- WORK TO DO -
In the records below, swap every "Detector Module" for "Localization Module" and reproduce them with nothing else changed.

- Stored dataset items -
☆ ☆ ☆ ☆

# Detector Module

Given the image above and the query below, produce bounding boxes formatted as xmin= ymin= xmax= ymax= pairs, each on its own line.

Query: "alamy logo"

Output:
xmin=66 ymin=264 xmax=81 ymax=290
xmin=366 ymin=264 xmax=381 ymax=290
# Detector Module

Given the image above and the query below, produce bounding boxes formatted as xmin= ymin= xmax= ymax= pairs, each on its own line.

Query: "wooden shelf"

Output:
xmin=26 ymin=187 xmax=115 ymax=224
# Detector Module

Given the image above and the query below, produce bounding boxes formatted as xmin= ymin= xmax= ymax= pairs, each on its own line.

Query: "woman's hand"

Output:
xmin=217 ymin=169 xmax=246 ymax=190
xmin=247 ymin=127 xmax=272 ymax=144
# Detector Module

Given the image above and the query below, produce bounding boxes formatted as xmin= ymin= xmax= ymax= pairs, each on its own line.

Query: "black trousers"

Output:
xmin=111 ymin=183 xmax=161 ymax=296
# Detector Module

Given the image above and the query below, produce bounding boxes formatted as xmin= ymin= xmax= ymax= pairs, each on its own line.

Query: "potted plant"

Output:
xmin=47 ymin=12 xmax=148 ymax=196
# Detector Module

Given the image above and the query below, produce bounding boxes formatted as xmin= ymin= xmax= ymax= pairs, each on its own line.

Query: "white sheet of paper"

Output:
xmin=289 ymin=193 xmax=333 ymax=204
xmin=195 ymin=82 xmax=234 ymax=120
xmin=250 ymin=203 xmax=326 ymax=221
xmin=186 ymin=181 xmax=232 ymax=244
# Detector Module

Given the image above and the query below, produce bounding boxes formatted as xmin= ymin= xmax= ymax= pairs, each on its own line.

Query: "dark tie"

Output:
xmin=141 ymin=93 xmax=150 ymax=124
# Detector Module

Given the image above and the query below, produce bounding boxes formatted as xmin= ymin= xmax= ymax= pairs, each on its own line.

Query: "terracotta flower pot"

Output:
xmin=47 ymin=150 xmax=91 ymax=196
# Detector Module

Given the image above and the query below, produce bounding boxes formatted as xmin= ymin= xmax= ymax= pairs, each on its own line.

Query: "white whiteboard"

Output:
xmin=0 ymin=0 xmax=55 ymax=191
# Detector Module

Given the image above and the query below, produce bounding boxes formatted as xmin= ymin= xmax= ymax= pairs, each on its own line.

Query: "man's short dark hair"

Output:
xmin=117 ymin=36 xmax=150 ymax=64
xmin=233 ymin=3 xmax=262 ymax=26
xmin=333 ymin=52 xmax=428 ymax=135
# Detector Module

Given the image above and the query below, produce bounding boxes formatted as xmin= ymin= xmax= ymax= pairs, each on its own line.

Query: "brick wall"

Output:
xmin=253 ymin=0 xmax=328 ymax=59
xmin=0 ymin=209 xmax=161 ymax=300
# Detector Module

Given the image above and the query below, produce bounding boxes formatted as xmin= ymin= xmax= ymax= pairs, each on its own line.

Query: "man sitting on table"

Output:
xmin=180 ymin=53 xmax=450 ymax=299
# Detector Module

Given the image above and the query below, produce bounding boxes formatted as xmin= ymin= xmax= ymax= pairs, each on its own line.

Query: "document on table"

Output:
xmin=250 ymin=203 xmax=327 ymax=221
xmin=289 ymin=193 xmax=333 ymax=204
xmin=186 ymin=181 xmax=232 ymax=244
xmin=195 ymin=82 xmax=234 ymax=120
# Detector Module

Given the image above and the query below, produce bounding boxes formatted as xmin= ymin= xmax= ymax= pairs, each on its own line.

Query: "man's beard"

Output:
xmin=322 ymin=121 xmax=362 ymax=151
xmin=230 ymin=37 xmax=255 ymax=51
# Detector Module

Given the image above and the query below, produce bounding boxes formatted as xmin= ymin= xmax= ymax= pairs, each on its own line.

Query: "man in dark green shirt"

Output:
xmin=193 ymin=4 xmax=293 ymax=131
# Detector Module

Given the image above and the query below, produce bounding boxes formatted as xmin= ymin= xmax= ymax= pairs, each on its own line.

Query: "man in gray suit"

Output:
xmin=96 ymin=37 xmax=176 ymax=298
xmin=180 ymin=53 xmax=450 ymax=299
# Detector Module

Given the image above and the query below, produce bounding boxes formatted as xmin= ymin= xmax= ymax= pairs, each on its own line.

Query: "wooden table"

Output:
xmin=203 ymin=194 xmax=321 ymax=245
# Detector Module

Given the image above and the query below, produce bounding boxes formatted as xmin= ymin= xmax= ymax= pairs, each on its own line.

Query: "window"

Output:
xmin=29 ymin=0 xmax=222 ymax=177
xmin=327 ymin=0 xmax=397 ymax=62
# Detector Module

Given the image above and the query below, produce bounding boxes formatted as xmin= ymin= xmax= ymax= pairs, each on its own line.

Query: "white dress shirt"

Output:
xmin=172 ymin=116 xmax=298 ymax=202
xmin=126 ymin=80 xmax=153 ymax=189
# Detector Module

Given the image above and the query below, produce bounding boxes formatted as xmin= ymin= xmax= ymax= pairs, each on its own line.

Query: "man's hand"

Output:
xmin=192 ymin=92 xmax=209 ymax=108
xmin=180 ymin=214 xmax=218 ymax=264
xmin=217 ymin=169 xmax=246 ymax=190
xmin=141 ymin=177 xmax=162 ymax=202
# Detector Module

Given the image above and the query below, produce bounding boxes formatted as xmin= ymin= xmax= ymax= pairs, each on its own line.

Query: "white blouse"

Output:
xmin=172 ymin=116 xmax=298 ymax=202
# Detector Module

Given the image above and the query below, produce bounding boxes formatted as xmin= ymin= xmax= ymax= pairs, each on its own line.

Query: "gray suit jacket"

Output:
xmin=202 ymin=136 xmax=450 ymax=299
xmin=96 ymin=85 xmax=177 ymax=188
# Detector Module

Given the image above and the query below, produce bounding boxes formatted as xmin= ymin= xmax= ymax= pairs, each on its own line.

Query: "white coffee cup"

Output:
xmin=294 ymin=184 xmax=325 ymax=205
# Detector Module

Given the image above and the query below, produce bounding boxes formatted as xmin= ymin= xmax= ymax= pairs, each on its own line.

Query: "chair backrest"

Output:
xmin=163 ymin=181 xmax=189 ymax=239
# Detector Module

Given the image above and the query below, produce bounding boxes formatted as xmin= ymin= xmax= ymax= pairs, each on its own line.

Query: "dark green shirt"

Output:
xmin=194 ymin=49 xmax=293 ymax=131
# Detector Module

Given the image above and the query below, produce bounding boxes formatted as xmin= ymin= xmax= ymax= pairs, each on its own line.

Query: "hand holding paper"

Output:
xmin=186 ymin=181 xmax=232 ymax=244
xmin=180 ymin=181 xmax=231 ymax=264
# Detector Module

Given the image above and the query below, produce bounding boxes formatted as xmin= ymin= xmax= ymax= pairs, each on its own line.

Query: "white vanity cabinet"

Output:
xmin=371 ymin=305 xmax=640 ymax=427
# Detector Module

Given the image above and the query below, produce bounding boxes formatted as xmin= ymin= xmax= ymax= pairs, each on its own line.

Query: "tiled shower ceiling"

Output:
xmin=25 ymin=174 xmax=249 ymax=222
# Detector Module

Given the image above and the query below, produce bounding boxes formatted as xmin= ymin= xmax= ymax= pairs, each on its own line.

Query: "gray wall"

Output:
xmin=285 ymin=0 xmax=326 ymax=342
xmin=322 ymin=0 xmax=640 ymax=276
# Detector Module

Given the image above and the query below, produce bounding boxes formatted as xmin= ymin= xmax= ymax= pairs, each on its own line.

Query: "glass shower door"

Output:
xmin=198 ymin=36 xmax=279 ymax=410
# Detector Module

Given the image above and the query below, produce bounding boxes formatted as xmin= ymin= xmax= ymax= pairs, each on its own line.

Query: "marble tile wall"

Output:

☆ ☆ ☆ ☆

- OUTPUT FOR THIS EXERCISE -
# Localization Module

Given the image above and the query below, produce bounding boxes formatted as xmin= ymin= xmax= ymax= pairs, each on its own line.

Query: "alamy logo"

Output:
xmin=66 ymin=264 xmax=81 ymax=290
xmin=366 ymin=264 xmax=381 ymax=290
# Localization Module

Given the image above and the query below, produce bounding boxes formatted as xmin= ymin= xmax= ymax= pairs, each on its own line.

Query: "wooden shelf"

Output:
xmin=26 ymin=187 xmax=115 ymax=224
# Localization Module

Given the image above and the query below, produce bounding boxes formatted as xmin= ymin= xmax= ymax= pairs, each on its own line.

Query: "woman's hand"

Output:
xmin=217 ymin=169 xmax=246 ymax=190
xmin=247 ymin=127 xmax=272 ymax=144
# Localization Module

Given the image above and the query below, produce bounding boxes formatted as xmin= ymin= xmax= ymax= pairs, each on its own line.

Query: "black trousers"

Output:
xmin=111 ymin=183 xmax=161 ymax=296
# Localization Module

Given the image above and the query below, produce bounding boxes formatted as xmin= ymin= xmax= ymax= pairs, each on its own line.

Query: "potted plant"

Output:
xmin=47 ymin=12 xmax=148 ymax=196
# Localization Module

Given the image above and the query below, produce bounding boxes formatted as xmin= ymin= xmax= ymax= pairs, each on its own line.

Query: "white sheet of paper"

Output:
xmin=289 ymin=193 xmax=333 ymax=204
xmin=195 ymin=82 xmax=234 ymax=120
xmin=250 ymin=203 xmax=326 ymax=221
xmin=186 ymin=181 xmax=232 ymax=244
# Localization Module

Given the image above and the query below, produce bounding boxes formatted as xmin= ymin= xmax= ymax= pairs, each on its own line.

Query: "dark tie"

Output:
xmin=141 ymin=93 xmax=150 ymax=124
# Localization Module

Given the image above and the query below, produce bounding boxes formatted as xmin= ymin= xmax= ymax= pairs, each on its own line.

Query: "terracotta flower pot"

Output:
xmin=47 ymin=150 xmax=91 ymax=196
# Localization Module

Given the image above and the query below, produce bounding boxes formatted as xmin= ymin= xmax= ymax= pairs, each on its own line.

Query: "white whiteboard"

Output:
xmin=0 ymin=0 xmax=55 ymax=191
# Localization Module

Given the image above and the query below, produce bounding boxes formatted as xmin= ymin= xmax= ymax= pairs, each on its own line.

Query: "man's short dark hair"

Output:
xmin=117 ymin=36 xmax=150 ymax=64
xmin=233 ymin=3 xmax=262 ymax=26
xmin=333 ymin=52 xmax=428 ymax=135
# Localization Module

Given the image above and the query below, produce bounding boxes formatted as xmin= ymin= xmax= ymax= pairs, each on its own line.

Query: "brick wall"

Output:
xmin=253 ymin=0 xmax=328 ymax=59
xmin=0 ymin=209 xmax=161 ymax=300
# Localization Module

Given the image above and the query below, produce bounding boxes formatted as xmin= ymin= xmax= ymax= pairs, each on its own line.

Query: "man sitting on table"

Output:
xmin=180 ymin=53 xmax=450 ymax=299
# Localization Module

Given the image above and the query below, produce bounding boxes formatted as xmin= ymin= xmax= ymax= pairs, each on its own line.

Query: "document on table"

Output:
xmin=250 ymin=203 xmax=327 ymax=221
xmin=289 ymin=193 xmax=333 ymax=204
xmin=186 ymin=181 xmax=232 ymax=244
xmin=195 ymin=82 xmax=234 ymax=120
# Localization Module

Given the image above and the query below, produce bounding boxes formatted as xmin= ymin= xmax= ymax= pairs, each on its own line.

Query: "man's beard"

Output:
xmin=322 ymin=121 xmax=362 ymax=151
xmin=230 ymin=37 xmax=255 ymax=51
# Localization Module

Given the image above and the query below, produce bounding boxes formatted as xmin= ymin= xmax= ymax= pairs, each on its own line.

Query: "man in dark green shirt"

Output:
xmin=193 ymin=4 xmax=293 ymax=131
# Localization Module

Given the image above and the query below, produce bounding boxes formatted as xmin= ymin= xmax= ymax= pairs, each on its own line.

Query: "man in gray suit"

Output:
xmin=96 ymin=37 xmax=176 ymax=298
xmin=180 ymin=53 xmax=450 ymax=299
# Localization Module

Given the image above and the query below, produce bounding boxes formatted as xmin= ymin= xmax= ymax= pairs, each on its own line.

Query: "wooden table"

Output:
xmin=203 ymin=194 xmax=321 ymax=245
# Localization Module

Given the image above and the query below, produce bounding boxes formatted as xmin= ymin= xmax= ymax= pairs, each on its own line.

Query: "window"

Output:
xmin=29 ymin=0 xmax=222 ymax=177
xmin=327 ymin=0 xmax=397 ymax=62
# Localization Module

Given the image above and the query below, produce bounding boxes formatted as xmin= ymin= xmax= ymax= pairs, each on its own line.

Query: "white dress shirt"

Output:
xmin=172 ymin=116 xmax=298 ymax=202
xmin=126 ymin=80 xmax=153 ymax=189
# Localization Module

Given the image above and the query below, produce bounding boxes formatted as xmin= ymin= xmax= ymax= pairs, each on its own line.

Query: "man's hand"

Output:
xmin=192 ymin=92 xmax=209 ymax=108
xmin=180 ymin=214 xmax=218 ymax=264
xmin=217 ymin=169 xmax=246 ymax=190
xmin=141 ymin=177 xmax=162 ymax=202
# Localization Module

Given the image above and the query below, produce bounding boxes formatted as xmin= ymin= xmax= ymax= pairs, each on its own line.

Query: "white blouse"

Output:
xmin=172 ymin=116 xmax=298 ymax=202
# Localization Module

Given the image above and the query below, produce bounding boxes formatted as xmin= ymin= xmax= ymax= pairs, each on its own line.

Query: "gray suit jacket"

Output:
xmin=202 ymin=136 xmax=450 ymax=299
xmin=96 ymin=85 xmax=177 ymax=188
# Localization Module

Given the image above and the query below, produce bounding boxes formatted as xmin= ymin= xmax= ymax= pairs, each on its own line.

Query: "white coffee cup"

Output:
xmin=294 ymin=184 xmax=325 ymax=205
# Localization Module

Given the image above and the query below, produce bounding boxes formatted as xmin= ymin= xmax= ymax= pairs, each on its own line.

Query: "chair backrest"

Output:
xmin=163 ymin=181 xmax=189 ymax=239
# Localization Module

Given the image above and the query below, produce bounding boxes formatted as xmin= ymin= xmax= ymax= pairs, each on its own line.

Query: "dark green shirt"

Output:
xmin=194 ymin=49 xmax=293 ymax=131
# Localization Module

Given the image above and the query below, produce bounding boxes formatted as xmin= ymin= xmax= ymax= pairs, each on its own line.

Query: "hand holding paper"

Output:
xmin=186 ymin=181 xmax=232 ymax=244
xmin=180 ymin=181 xmax=231 ymax=264
# Localization Module

Given the image above and the query below, produce bounding boxes formatted as xmin= ymin= xmax= ymax= pairs, each on its own line.

Query: "white vanity cabinet"

Output:
xmin=371 ymin=305 xmax=640 ymax=427
# Localization Module

Given the image above and the query below, produce bounding boxes formatted as xmin= ymin= xmax= ymax= pairs, each on its own line.

Query: "tiled shower ceiling"

Output:
xmin=25 ymin=174 xmax=249 ymax=222
# Localization Module

Given the image above and the query below, produce bounding boxes formatted as xmin= ymin= xmax= ymax= pairs, each on its own line.

Query: "gray wall"

Output:
xmin=285 ymin=0 xmax=326 ymax=342
xmin=322 ymin=0 xmax=640 ymax=276
# Localization Module

Given the image above and the query below, produce bounding boxes formatted as xmin= ymin= xmax= ymax= pairs, each on its own line.

Query: "glass shower door"

Output:
xmin=198 ymin=36 xmax=279 ymax=410
# Localization Module

Given the image above and the query below, produce bounding boxes formatted as xmin= ymin= xmax= ymax= pairs, each on its own line.

Query: "marble tile wall"

Output:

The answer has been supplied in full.